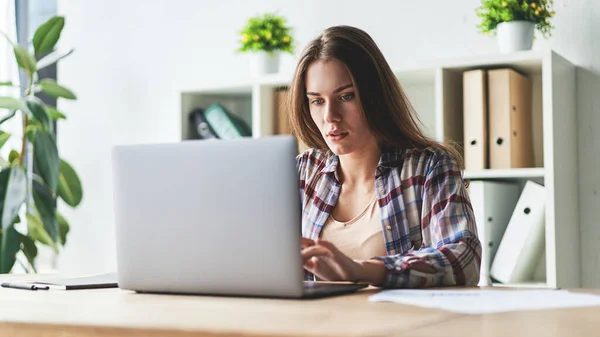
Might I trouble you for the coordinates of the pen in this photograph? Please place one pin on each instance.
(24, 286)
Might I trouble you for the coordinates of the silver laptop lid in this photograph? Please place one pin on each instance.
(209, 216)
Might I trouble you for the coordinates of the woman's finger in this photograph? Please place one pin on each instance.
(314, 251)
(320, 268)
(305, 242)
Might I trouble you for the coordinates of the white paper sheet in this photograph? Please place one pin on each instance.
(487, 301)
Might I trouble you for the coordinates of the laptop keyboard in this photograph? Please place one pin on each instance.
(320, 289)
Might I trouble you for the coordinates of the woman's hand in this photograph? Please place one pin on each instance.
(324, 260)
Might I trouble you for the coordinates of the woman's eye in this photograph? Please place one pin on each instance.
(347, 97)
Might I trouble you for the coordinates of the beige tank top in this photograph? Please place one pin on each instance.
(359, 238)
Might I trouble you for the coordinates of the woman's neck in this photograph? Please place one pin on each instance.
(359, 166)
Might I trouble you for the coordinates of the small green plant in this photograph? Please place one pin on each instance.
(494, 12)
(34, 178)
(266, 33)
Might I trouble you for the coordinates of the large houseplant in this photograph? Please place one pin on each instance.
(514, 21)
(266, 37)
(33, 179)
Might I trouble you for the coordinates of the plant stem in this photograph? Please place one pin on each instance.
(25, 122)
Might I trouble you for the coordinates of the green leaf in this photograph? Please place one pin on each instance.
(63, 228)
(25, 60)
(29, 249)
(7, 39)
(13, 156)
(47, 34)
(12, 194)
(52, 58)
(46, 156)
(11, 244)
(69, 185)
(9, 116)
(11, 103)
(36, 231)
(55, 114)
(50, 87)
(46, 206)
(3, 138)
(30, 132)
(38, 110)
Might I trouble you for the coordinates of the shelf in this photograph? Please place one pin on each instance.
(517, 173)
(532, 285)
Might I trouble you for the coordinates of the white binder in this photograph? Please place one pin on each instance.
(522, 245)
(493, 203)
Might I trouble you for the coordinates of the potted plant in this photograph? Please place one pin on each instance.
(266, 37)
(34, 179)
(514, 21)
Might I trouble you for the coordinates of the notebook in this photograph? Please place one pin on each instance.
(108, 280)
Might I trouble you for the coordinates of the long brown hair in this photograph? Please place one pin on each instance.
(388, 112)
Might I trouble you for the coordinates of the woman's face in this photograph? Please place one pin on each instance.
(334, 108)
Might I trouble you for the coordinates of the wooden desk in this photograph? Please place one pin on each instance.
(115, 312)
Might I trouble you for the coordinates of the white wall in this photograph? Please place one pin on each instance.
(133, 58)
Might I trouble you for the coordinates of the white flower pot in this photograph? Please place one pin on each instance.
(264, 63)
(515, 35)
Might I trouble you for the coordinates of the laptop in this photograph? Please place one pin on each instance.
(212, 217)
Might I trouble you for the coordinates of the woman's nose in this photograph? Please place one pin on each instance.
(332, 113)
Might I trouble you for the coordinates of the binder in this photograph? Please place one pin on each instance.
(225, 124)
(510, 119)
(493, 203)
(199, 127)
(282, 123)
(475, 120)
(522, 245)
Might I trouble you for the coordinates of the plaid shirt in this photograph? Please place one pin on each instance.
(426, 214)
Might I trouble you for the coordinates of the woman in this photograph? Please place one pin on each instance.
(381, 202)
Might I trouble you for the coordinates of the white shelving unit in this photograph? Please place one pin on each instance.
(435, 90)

...

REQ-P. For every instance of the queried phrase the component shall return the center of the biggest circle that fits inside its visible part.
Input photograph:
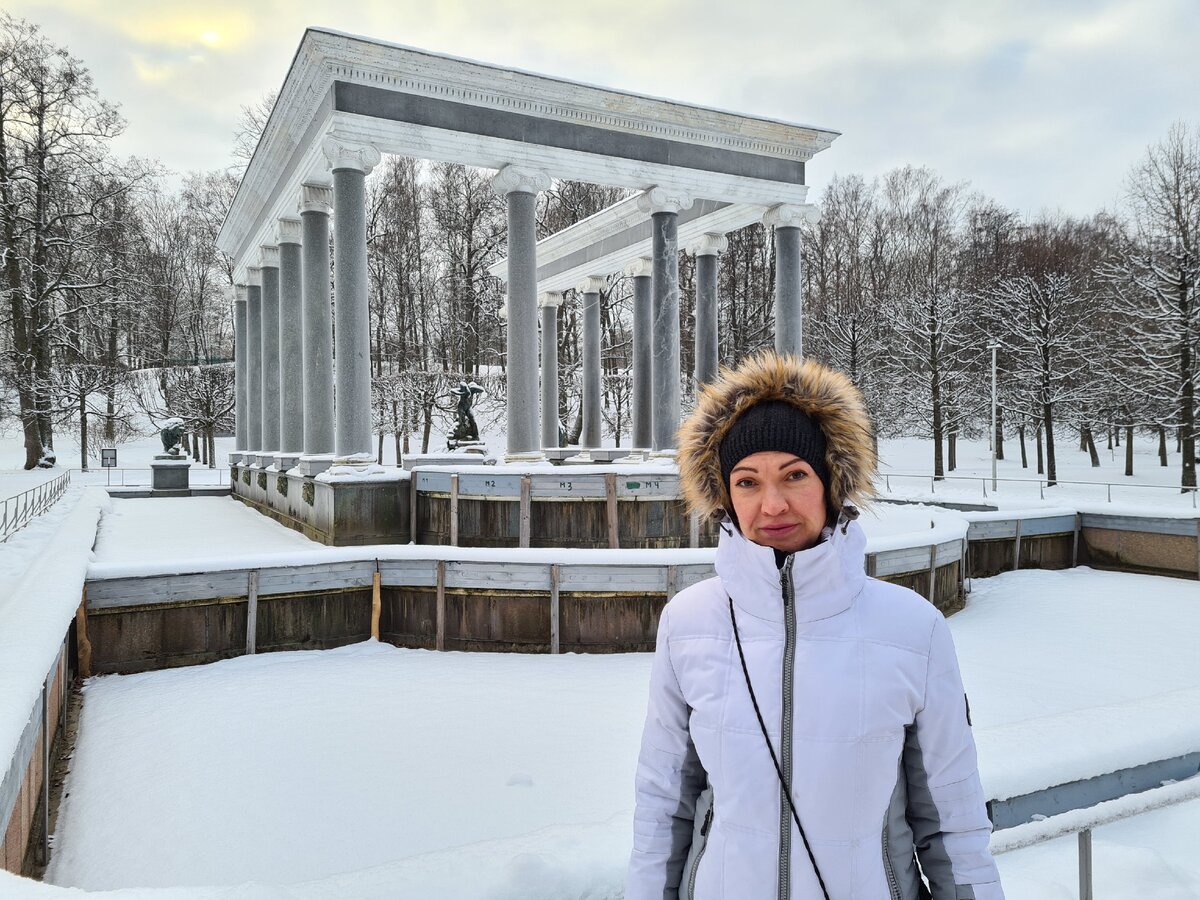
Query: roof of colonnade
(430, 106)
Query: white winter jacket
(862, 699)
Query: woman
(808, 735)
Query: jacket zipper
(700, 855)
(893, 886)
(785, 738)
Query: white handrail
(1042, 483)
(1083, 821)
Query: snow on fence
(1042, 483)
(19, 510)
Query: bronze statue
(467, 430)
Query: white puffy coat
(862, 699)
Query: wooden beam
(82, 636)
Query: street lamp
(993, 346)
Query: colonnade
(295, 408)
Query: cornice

--

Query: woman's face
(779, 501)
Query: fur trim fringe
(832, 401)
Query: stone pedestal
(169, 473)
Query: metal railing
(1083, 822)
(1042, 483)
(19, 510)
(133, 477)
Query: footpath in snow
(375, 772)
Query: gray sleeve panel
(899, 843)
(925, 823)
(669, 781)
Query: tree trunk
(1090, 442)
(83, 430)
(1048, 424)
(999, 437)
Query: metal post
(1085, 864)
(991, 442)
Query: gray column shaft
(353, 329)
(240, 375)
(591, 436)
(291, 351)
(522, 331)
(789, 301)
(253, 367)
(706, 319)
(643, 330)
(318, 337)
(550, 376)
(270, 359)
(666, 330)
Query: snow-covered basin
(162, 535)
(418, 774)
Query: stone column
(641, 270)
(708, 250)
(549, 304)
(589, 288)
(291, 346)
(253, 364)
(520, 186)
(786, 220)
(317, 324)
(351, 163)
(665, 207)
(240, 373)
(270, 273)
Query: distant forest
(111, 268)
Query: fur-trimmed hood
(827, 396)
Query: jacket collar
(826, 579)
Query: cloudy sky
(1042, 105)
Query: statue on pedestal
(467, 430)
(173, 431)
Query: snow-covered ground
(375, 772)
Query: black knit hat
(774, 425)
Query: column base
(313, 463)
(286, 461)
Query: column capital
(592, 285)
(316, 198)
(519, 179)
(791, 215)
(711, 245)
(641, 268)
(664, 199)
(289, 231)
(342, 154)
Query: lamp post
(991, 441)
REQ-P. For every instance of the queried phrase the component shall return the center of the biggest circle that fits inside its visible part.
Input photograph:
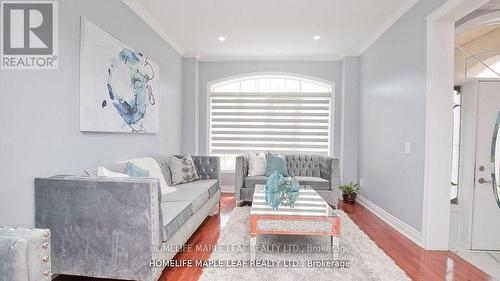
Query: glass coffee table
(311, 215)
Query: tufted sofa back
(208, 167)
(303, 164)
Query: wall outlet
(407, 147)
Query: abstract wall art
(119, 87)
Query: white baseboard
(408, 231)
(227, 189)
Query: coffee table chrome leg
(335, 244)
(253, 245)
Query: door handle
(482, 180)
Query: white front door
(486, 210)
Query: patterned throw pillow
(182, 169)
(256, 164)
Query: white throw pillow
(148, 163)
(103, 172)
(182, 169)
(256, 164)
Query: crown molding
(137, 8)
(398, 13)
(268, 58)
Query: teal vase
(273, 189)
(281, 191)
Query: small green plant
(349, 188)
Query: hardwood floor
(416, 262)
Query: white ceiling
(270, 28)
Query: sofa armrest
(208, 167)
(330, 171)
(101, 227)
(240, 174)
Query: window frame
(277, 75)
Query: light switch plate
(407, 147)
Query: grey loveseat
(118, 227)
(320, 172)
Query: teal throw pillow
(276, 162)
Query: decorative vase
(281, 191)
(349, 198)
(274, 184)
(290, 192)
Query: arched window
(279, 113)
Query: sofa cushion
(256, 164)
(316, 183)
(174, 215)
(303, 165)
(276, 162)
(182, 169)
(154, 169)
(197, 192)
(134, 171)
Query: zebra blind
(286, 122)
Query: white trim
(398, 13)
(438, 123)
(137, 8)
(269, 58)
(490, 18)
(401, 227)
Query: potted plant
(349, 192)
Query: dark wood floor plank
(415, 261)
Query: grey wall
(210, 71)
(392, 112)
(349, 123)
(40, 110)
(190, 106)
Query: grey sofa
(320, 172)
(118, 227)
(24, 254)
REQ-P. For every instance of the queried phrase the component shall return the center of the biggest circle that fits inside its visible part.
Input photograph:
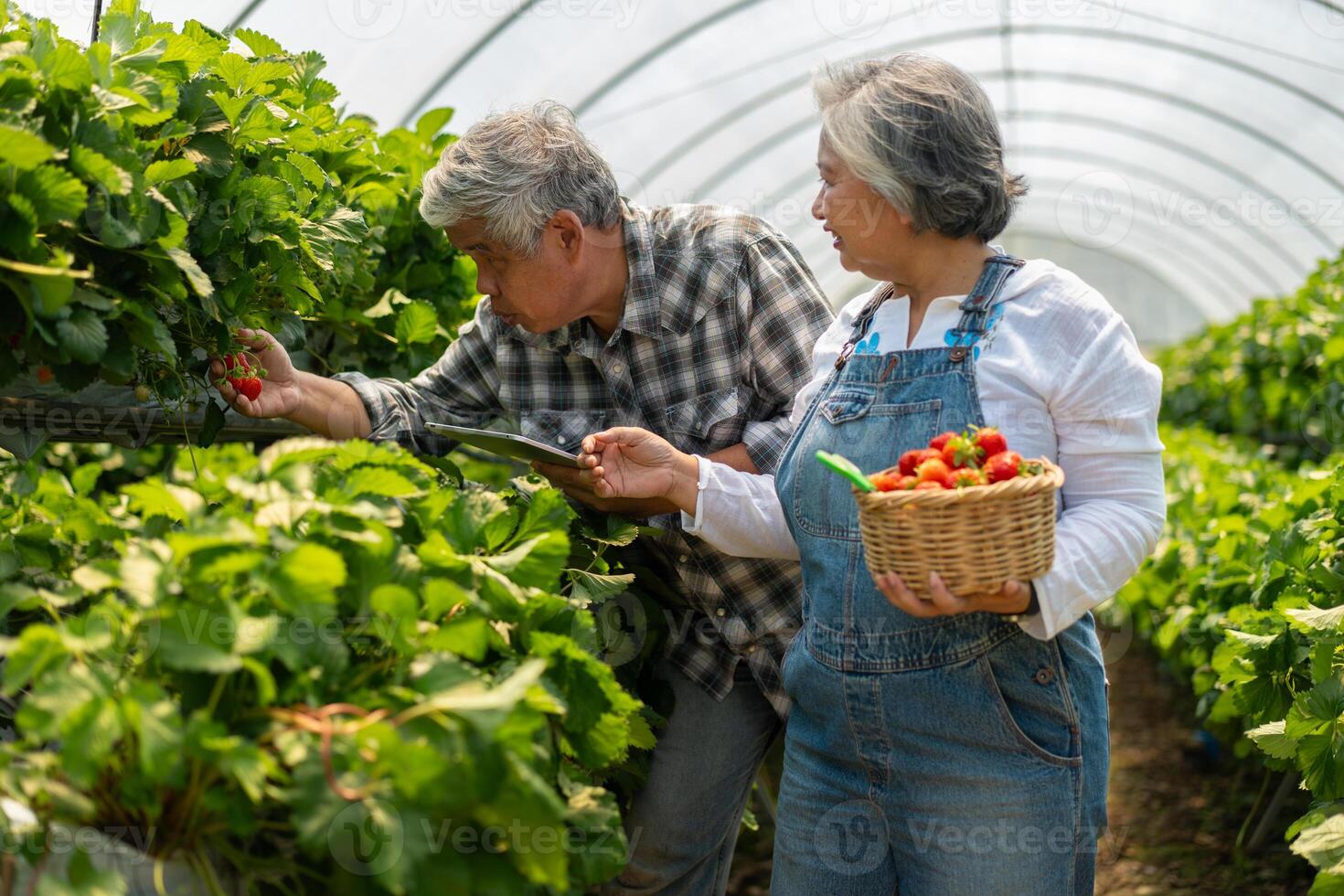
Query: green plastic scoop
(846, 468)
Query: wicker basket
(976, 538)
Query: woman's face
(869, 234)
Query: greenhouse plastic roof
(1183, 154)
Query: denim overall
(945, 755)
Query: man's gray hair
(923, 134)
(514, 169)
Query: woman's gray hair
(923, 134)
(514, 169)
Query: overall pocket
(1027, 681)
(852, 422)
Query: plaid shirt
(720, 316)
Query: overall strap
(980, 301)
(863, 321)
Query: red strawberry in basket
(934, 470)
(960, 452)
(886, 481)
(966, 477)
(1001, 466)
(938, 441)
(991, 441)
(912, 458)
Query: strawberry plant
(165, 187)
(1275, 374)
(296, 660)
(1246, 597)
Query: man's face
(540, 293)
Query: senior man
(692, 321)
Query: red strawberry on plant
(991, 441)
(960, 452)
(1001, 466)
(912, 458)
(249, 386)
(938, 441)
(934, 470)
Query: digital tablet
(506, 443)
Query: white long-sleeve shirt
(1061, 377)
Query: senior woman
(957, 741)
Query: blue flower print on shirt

▸ **Exercise goal**
In the listing above, find the line with "Query: decorative vase" and the line with "Query: blue flower print on shirt". Copy exactly those lines and all between them, minus the images.

▸ **Task result**
Query: decorative vase
(281, 191)
(349, 198)
(274, 184)
(290, 192)
Query: arched window
(279, 113)
Query: sofa cushion
(256, 164)
(316, 183)
(174, 215)
(303, 165)
(276, 162)
(182, 169)
(154, 169)
(197, 192)
(134, 171)
Query: zebra blind
(286, 122)
Query: white trim
(398, 13)
(438, 123)
(137, 8)
(269, 58)
(490, 18)
(401, 227)
Query: potted plant
(349, 192)
Query: dark wood floor plank
(415, 261)
Query: grey wall
(210, 71)
(392, 112)
(349, 123)
(40, 110)
(190, 106)
Query: grey sofa
(320, 172)
(118, 227)
(24, 254)
REQ-P. For every instance of the queried phrase the component shall return the center of the biggest circle that fits inside its visible part.
Input photograph:
Query: green plastic scoop
(846, 468)
Query: wicker basket
(976, 538)
Query: woman's face
(869, 234)
Query: greenhouse plastic roof
(1183, 154)
Query: denim overall
(945, 755)
Query: man's gray hair
(923, 134)
(514, 169)
Query: woman's gray hair
(923, 134)
(514, 169)
Query: overall pocket
(1027, 681)
(852, 422)
Query: plaid shirt
(720, 316)
Query: overall strap
(980, 301)
(863, 321)
Query: red strawberry in basket
(934, 470)
(960, 452)
(886, 481)
(966, 477)
(1001, 466)
(938, 441)
(991, 441)
(912, 458)
Query: strawberry plant
(165, 187)
(1275, 374)
(296, 660)
(1246, 597)
Query: man's face
(540, 293)
Query: senior man
(692, 321)
Query: red strawberry on plant
(991, 441)
(960, 452)
(1001, 466)
(912, 458)
(249, 386)
(938, 441)
(934, 470)
Query: digital tablet
(506, 443)
Query: white long-sleeve shirt
(1061, 377)
Query: senior woman
(957, 741)
Query: blue flower print on shirt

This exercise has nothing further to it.